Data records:

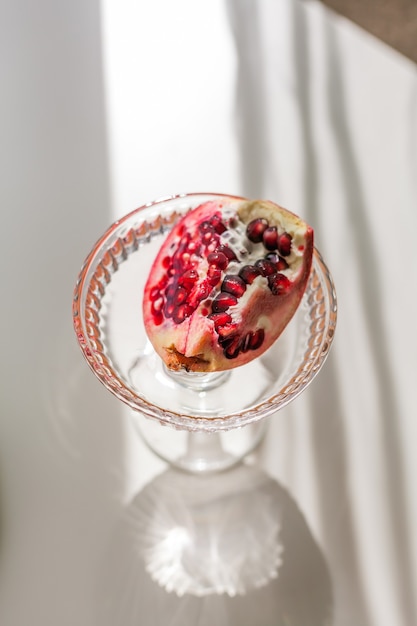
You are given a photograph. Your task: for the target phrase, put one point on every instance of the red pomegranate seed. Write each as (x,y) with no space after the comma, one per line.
(202,291)
(231,347)
(284,244)
(256,228)
(181,313)
(170,292)
(218,259)
(188,279)
(205,227)
(249,273)
(169,309)
(223,301)
(244,346)
(279,262)
(220,319)
(227,330)
(270,238)
(154,293)
(234,284)
(279,284)
(228,252)
(181,295)
(256,339)
(267,268)
(158,318)
(213,275)
(216,222)
(157,305)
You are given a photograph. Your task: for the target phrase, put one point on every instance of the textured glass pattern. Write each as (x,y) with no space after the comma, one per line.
(110,331)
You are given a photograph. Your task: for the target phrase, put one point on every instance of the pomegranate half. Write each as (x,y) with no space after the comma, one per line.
(225,283)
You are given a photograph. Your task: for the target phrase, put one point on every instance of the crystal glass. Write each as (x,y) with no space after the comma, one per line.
(214,419)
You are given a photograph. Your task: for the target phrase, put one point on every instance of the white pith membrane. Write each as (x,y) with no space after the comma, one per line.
(195,343)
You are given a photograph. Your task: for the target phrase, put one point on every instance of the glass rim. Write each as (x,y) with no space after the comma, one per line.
(118,387)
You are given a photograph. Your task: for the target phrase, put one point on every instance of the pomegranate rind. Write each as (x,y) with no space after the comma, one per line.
(194,344)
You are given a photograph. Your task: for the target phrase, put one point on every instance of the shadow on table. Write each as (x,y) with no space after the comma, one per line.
(222,549)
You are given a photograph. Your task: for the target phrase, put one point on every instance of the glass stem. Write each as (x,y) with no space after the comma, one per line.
(204,449)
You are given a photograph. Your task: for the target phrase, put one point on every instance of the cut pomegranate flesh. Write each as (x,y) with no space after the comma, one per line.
(226,282)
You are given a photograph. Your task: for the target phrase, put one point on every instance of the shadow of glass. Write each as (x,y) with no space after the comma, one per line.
(228,549)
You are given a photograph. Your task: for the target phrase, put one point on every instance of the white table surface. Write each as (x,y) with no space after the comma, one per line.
(108,105)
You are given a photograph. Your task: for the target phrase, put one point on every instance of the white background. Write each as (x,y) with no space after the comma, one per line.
(109,105)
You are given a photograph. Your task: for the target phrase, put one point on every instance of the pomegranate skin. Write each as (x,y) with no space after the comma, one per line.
(195,325)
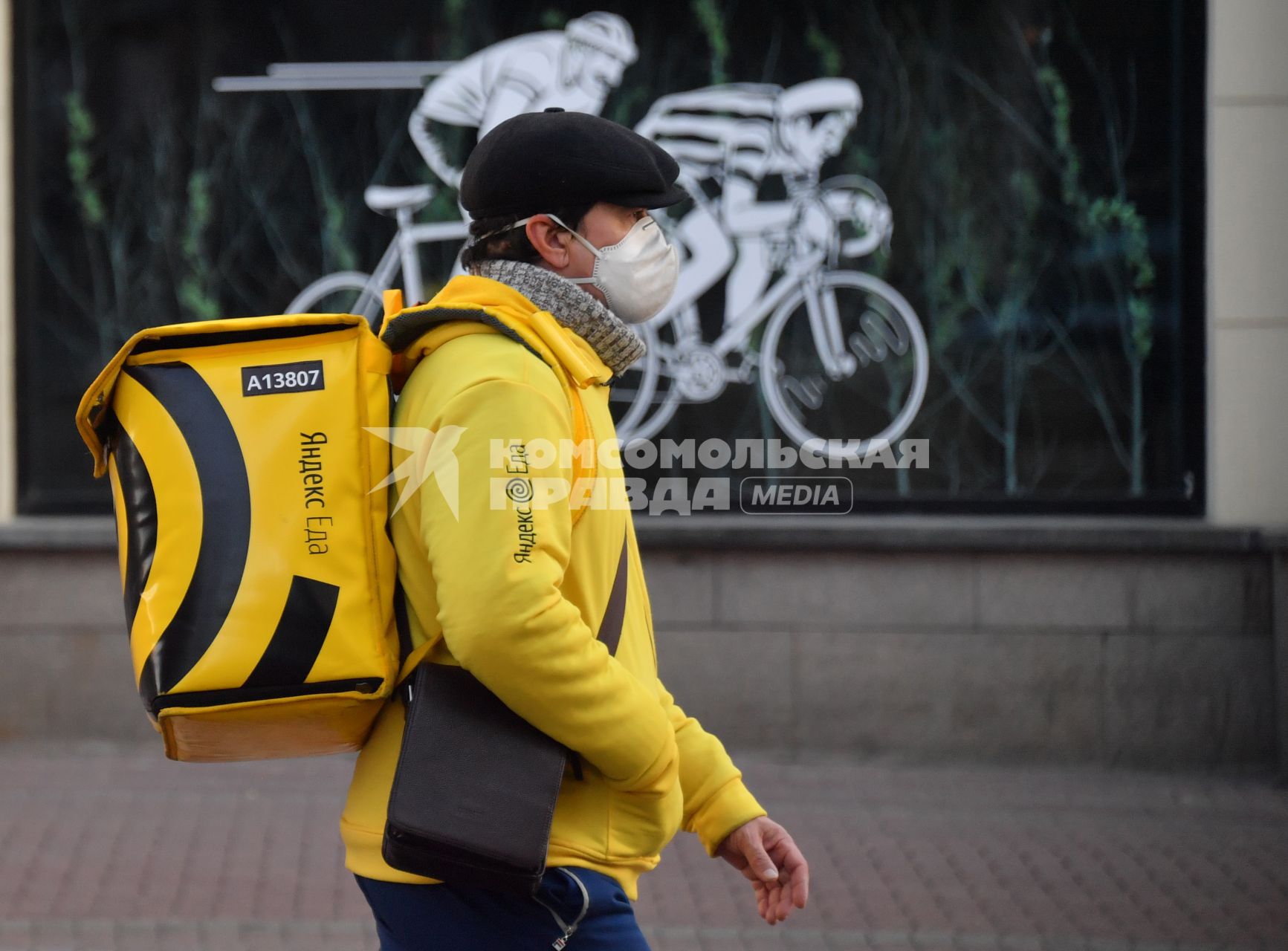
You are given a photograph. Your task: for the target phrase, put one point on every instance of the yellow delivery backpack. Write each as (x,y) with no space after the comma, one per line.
(256,566)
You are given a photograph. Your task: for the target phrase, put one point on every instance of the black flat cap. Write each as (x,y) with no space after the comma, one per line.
(539,161)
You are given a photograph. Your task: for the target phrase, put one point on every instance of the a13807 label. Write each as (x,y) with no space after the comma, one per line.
(282,377)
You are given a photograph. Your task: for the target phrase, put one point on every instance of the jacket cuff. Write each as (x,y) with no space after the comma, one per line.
(723,812)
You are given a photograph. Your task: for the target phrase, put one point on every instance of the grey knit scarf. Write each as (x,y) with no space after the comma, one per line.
(617,345)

## [EXERCISE INSTRUCTIONS]
Leave out the pictures and reproduce the rest of the records exactly.

## [TASK SOLUTION]
You are given a photograph. Your task: for the target phrase, put one point on every instance of the red pomegranate seed. Write each as (x,y) with no space after the comma, one per line.
(202,291)
(231,347)
(284,244)
(256,228)
(181,313)
(170,292)
(218,259)
(188,279)
(205,227)
(249,273)
(169,309)
(223,301)
(244,346)
(279,262)
(220,319)
(227,330)
(270,238)
(154,293)
(234,284)
(279,284)
(228,252)
(181,295)
(256,339)
(267,268)
(158,318)
(213,275)
(216,222)
(157,305)
You are given a photograph. Your task: for the target phrase, put one point on every instance of the textured glass pattern. Write each as (x,y) with no space after the comma, one per line.
(110,331)
You are given a photograph. Your task: for the target phrase, put one point on every instance of the pomegranate half. Write each as (x,y) with no space after the comma, one per line.
(225,283)
You are given a photograph. Your task: for the target phrase, put one point on every instance of the crystal glass. Write each as (x,y) with no space after the comma, one per line.
(214,419)
You are given a photograph. Your task: for the target phrase, put one point on every instance of the white pith membrane. Write each as (x,y) with no space after the comma, one per line.
(195,343)
You are given a photograph. Your task: for the target phrase, put one point on every instance of the glass rim. Write each as (x,y) with no space after the comma, one per line.
(118,387)
You are given a photograph. Your task: for the target phrase, put one point on every instance of the pomegranate rind. Write each as (x,y) with no space after the comma, one per line.
(194,344)
You are given a photograph. Your task: for the target phrase, put one point on every instance of the shadow on table. Write each as (x,y) with no space after the comma, one per line.
(222,549)
You are given a photograph. Your task: for the target phrase, put one point on every instance of the glass stem. Write each as (x,y) with no space after the comma, one per line.
(204,449)
You are given a photograph. Your task: for the target phrase, put one point on every instance of the cut pomegranate flesh. Write each as (x,y) with no space after the comma, one per line.
(226,282)
You are given a photograph. Your task: for the target phrase, put one point on every instance of the shadow of glass. Write each as (x,y) with no space after the comma, one per line.
(228,549)
You are given a photograph. Your task: for the target phrase, put one point on every instance of the white table surface. Write each as (x,y) with no space after the comma, one per line.
(108,105)
You are given a photograph. Your task: for the target phrase, put one point on every instance of the white background. Write each as (x,y) with no space after the comma, one per line.
(109,105)
You are given a photograph. Your task: for the target phrase, put one point on every instance of the pomegranate skin. Write each as (x,y) with no space after the comma, one per line.
(195,325)
You are given a photograph. Your task: for the target phrase, put one point on every instance of the yellow delivery backpack. Write each as (x,y) with no space after the comma, one per line.
(256,566)
You are given a photograph. Your task: for the target phrase, put one point on every instance of the black flat cap. Write each as (x,y) with no space after the comma, one per line.
(539,161)
You are given a photograph. Your task: for the target phrase, put one point on every instance of the a13807 label. Write each as (x,y) with no space after the comma, one per line.
(282,377)
You are given a photograph. Your task: for the target phrase, put one point on every instance of the jacket cuff. Write each as (x,y) with no space after the comma, one per line.
(723,812)
You are given a photograph. Your task: for the target phrase, put one point on every instance of the grey knit scarf. Write each as (x,y) with no space after the comma, one per line.
(617,345)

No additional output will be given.